***** Text provided
# Will Anubias Die in Bright Light ?



## nagukush

Hi Friends,

I have a few Anubias which I bought growing on small pieces of rocks. I just placed the rocks on my current rock pile to createa look of Anubias Growing on my Rock-Pile. It looks great but the Anubias are much closer to the water surface (than if they had been placed on the substrate) and are receiving a lot of direct bright light.

I read somewhere that they do well only in shaded / low-light conditions. Is this true ? Will my Anubias die if they continue to receive the bright light ?

I already see that they are not very happy. Leaves were much more healthy when I bought them, and are now truning a little yellowish / and looking as if they're going to dry-up...

Kindly guide me regarding this - Can I keep them in bright light or should I move them. They look great in this spot and I wish I could keep them like this...

Regards
Kush


----------



## houseofcards

Like most other plants they will grow faster in bright light. Anubias does't need dim areas to thrive. Lowlight plants just mean they will grow in lowlight conditions. 

That being said if you move them from one set of conditoins to another some existing leaves might not do well in the transitions, just cut those off. Remember with high light you need to have ferts, co2 in order.


----------



## Bert H

No your Anubias should not die in bright lighting. I have petites on wood 3 inches from the surface of a 50 and they're doing great. I also have barteri which grows up halfway to the top unshaded, also doing great. 

Did your plants come from an outside source? If so, they may just be telling you something is lacking in the water, or they're adjusting to the change of environment. Also if this is a new tank, and Anubias are all you have, you will probably have some algae issues until the tank matures unless your photoperiod is real short. HTH.
**********
***** Data records
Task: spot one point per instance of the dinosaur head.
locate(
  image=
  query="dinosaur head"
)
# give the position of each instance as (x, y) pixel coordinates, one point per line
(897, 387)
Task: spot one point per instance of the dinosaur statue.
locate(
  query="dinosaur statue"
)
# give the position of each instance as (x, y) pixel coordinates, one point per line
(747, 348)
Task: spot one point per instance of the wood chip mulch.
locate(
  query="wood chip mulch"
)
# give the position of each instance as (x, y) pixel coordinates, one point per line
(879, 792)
**********
| List of tasks |
• 1. Reproduce the passage of the Anubias lighting thread starting at "## nagukush" and ending at "direct bright light.".
• 2. Write what comes next in the forum thread on Anubias and bright light, picking up after its final sentence.

| Responses to the tasks |
• 1.
## nagukush

Hi Friends,

I have a few Anubias which I bought growing on small pieces of rocks. I just placed the rocks on my current rock pile to createa look of Anubias Growing on my Rock-Pile. It looks great but the Anubias are much closer to the water surface (than if they had been placed on the substrate) and are receiving a lot of direct bright light.

• 2.
----------



## nagukush

Thanks a lot for the kind replies, Friends. I see a lot of Dark Green Spots on the leaves and the leaves look un-healthy... but otherwise they're doing well - I mean producing new leaves regularly etc

I also pour a little water jet on the leaves to dislodge any debris etc at every water change - is wiping of each leaf , everytime, necessary ? Actually the leaves are small and dont think I'll be able to wipe each one of them carefully everytime...

Kindly guide me on what should I do...Thanks again for caring...

Also please let me know on what is the best / enough light period at an average - I leave the lights on for about 12 to 14 hours - is this fine or should I reduce the time a little ?


----------



## bsmith

Here is a thread I started with my experience moving anubis from low light to highlight.

Anubis


----------



## Bert H

Green spot algae is often a sign of low phosphates. How do you dose your tank? IMHO, 12-14 hour photoperiod is too long, I would go with 8-10.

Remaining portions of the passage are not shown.